Exercise prompt:
Please rewrite the listing below, beginning at the line that has "tree in the picture above." and stopping after the listing's last line, with the requests kept. Shift both values of every coordinate pair in the answers up by 147.

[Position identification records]
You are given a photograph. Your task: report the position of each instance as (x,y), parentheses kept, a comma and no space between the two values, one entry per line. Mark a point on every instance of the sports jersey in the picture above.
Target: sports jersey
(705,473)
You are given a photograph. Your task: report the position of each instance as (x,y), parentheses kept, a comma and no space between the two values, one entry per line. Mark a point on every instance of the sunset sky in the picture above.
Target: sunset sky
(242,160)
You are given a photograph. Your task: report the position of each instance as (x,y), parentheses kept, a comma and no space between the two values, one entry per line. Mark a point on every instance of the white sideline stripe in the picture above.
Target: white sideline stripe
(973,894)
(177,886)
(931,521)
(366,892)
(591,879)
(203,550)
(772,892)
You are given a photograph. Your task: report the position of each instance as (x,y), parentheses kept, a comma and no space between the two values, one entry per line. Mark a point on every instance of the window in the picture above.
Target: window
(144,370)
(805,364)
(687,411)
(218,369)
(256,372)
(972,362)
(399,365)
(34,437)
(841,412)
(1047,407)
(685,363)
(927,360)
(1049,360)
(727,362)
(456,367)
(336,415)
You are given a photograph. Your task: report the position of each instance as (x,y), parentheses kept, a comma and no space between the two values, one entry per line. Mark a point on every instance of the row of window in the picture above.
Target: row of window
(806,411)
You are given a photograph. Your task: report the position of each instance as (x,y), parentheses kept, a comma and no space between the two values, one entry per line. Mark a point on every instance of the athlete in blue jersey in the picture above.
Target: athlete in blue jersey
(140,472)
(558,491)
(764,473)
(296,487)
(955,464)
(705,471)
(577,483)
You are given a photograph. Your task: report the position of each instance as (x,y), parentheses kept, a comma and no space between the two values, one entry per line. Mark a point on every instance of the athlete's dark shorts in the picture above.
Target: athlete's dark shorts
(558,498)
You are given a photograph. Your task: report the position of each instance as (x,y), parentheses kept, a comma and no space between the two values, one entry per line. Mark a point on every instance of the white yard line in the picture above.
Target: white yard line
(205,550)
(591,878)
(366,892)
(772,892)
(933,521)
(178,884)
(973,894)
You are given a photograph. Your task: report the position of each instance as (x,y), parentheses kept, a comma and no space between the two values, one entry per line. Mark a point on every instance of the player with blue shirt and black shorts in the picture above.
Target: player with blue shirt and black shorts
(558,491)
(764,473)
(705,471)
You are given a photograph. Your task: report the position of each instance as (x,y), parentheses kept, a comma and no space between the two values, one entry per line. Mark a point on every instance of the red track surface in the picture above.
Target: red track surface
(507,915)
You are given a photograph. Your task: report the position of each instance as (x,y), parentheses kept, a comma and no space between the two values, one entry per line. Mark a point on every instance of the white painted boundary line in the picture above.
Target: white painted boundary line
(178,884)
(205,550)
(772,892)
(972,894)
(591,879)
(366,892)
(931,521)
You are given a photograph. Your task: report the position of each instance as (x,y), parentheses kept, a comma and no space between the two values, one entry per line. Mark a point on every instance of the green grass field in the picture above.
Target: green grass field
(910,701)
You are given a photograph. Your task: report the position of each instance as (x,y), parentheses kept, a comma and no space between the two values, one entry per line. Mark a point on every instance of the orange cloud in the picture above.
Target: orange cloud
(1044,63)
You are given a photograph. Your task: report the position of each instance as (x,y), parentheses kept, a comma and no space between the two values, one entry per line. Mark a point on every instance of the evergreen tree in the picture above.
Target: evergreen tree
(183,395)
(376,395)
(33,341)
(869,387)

Answer to this exercise:
You are given a photograph. Your task: report the position of each instance as (x,y), parentheses kept, a comma and no space between the two values, one entry per line. Mark a point on every instance of the evergreen tree in the picture above.
Target: evergreen tree
(330,542)
(523,542)
(180,488)
(1016,534)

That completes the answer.